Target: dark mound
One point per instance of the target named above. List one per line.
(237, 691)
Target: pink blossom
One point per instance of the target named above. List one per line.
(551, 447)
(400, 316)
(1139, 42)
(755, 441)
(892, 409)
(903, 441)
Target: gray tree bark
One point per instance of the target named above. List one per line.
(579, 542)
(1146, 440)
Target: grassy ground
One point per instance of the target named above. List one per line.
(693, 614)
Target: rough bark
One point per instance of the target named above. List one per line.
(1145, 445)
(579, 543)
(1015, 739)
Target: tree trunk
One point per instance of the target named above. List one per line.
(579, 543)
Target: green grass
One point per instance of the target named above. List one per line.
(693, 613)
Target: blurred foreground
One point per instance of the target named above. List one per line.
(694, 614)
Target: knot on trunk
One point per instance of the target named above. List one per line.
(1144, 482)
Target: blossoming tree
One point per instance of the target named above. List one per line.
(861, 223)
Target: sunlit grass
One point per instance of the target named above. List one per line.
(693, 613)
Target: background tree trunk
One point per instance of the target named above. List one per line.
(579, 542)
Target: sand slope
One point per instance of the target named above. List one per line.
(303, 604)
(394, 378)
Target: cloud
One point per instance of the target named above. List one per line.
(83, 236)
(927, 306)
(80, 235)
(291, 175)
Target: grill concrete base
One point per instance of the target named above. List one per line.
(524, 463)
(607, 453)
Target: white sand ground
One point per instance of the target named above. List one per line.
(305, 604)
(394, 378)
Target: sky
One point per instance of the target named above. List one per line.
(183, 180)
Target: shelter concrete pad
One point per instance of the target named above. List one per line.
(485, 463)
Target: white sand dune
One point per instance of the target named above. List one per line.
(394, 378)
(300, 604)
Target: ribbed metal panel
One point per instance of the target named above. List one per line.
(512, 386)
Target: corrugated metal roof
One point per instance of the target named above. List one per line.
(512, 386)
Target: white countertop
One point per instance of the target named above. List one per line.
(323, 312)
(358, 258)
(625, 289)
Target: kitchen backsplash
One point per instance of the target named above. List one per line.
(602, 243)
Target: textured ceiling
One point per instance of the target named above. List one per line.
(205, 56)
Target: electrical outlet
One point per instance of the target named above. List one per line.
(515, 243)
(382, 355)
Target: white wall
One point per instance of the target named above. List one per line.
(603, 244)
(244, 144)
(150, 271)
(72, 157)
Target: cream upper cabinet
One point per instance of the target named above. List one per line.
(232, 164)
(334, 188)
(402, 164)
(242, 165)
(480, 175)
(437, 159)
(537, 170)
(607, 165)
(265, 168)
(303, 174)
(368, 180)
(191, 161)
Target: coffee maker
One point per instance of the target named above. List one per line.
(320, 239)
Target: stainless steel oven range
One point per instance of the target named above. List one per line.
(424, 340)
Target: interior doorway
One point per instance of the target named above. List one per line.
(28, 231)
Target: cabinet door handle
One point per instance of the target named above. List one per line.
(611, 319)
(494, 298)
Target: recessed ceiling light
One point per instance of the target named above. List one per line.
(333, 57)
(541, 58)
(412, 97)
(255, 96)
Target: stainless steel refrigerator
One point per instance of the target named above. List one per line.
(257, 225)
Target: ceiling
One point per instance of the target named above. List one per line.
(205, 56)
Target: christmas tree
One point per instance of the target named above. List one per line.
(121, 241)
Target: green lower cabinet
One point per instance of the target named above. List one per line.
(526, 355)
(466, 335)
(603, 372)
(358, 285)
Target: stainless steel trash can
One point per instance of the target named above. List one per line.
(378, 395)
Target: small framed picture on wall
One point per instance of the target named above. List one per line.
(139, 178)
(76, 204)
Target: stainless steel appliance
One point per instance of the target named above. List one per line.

########

> **EXERCISE DETAILS**: Rescale the listing from its start through the line containing "(1015, 739)", inclusive. Repeat every line, requests included and unchanged, but multiply each point coordinate in the answers by 1.3 and round to whole numbers, with halves rounded up.

> **THE SOLUTION**:
Target: dark mound
One point per instance of the target named above. List one per line.
(308, 898)
Target: pink blossom
One point per instance of the target named above. List one per line.
(716, 581)
(520, 411)
(1481, 55)
(982, 573)
(1160, 532)
(1174, 573)
Target: gray tree bark
One point per instance of the target named above. List one per line.
(753, 705)
(1490, 572)
Target: grassy ground
One point per instance of the target named above. List one per line.
(901, 798)
Target: rough bark
One point per instance of the target named above. List one per line.
(1489, 579)
(753, 706)
(1320, 961)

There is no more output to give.